=== Data provided ===
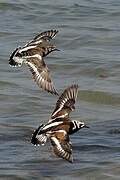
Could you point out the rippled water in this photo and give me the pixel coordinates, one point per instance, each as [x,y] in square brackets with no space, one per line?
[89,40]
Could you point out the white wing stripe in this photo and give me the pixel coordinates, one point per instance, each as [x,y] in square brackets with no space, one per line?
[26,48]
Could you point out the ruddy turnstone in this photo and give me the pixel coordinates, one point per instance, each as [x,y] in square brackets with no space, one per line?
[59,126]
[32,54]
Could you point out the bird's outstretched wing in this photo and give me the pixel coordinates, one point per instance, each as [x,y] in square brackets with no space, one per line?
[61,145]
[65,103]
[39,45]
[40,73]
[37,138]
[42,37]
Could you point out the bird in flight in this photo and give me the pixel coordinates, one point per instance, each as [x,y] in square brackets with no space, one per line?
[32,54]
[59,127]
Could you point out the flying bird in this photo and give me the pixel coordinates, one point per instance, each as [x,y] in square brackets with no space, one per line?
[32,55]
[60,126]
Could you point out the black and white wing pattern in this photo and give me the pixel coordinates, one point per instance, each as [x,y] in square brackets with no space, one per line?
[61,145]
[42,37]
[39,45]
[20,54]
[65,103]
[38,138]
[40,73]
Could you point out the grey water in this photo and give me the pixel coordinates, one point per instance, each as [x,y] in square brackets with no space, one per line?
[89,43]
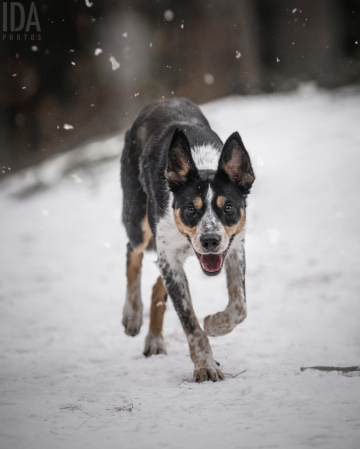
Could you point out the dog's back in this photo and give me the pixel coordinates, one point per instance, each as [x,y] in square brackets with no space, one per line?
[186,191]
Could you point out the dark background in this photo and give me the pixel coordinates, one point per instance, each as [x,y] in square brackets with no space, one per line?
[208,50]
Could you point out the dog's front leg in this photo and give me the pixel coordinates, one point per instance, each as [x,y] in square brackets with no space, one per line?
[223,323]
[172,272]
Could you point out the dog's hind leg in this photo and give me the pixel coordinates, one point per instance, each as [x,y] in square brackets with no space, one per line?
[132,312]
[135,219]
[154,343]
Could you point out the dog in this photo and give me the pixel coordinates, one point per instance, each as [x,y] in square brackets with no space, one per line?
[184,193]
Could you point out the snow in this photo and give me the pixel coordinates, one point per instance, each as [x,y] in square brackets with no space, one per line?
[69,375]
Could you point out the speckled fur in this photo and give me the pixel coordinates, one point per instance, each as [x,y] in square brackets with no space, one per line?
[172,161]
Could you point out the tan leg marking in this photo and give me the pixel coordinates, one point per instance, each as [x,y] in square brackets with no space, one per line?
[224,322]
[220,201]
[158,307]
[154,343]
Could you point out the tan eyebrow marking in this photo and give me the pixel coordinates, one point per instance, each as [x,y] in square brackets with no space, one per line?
===
=== Data provided ===
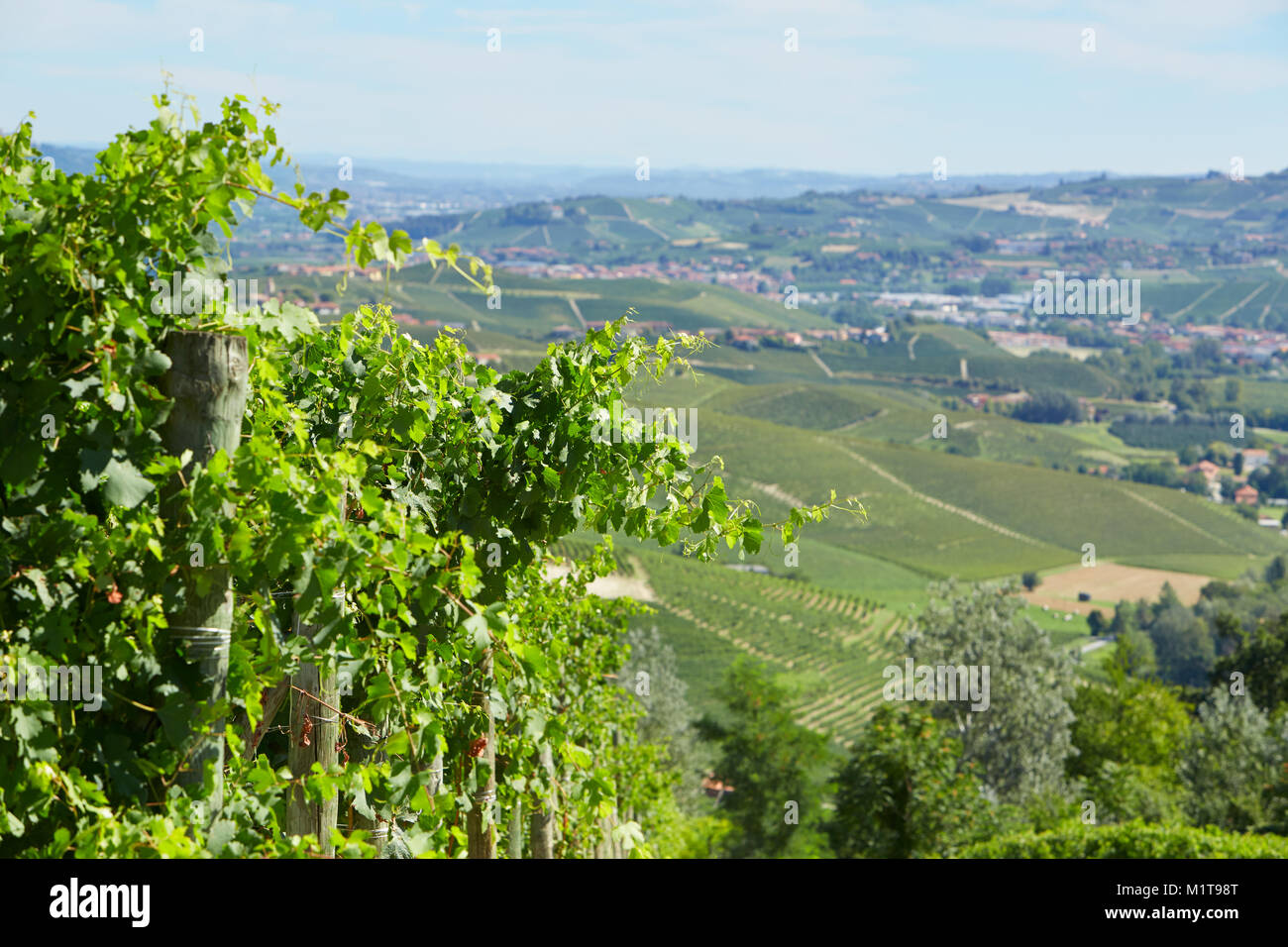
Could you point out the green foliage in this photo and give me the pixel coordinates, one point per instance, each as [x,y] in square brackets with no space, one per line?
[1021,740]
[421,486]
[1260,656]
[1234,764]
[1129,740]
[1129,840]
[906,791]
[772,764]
===
* _Your instructions_
Find every row that contains the word "flying" and copy each of those rows in full, treating case as significant.

* _Response_
Could you point out the flying bird in this photo and give me the pixel coordinates, one point per instance, each as [x,y] in square brackets with no space, one per line?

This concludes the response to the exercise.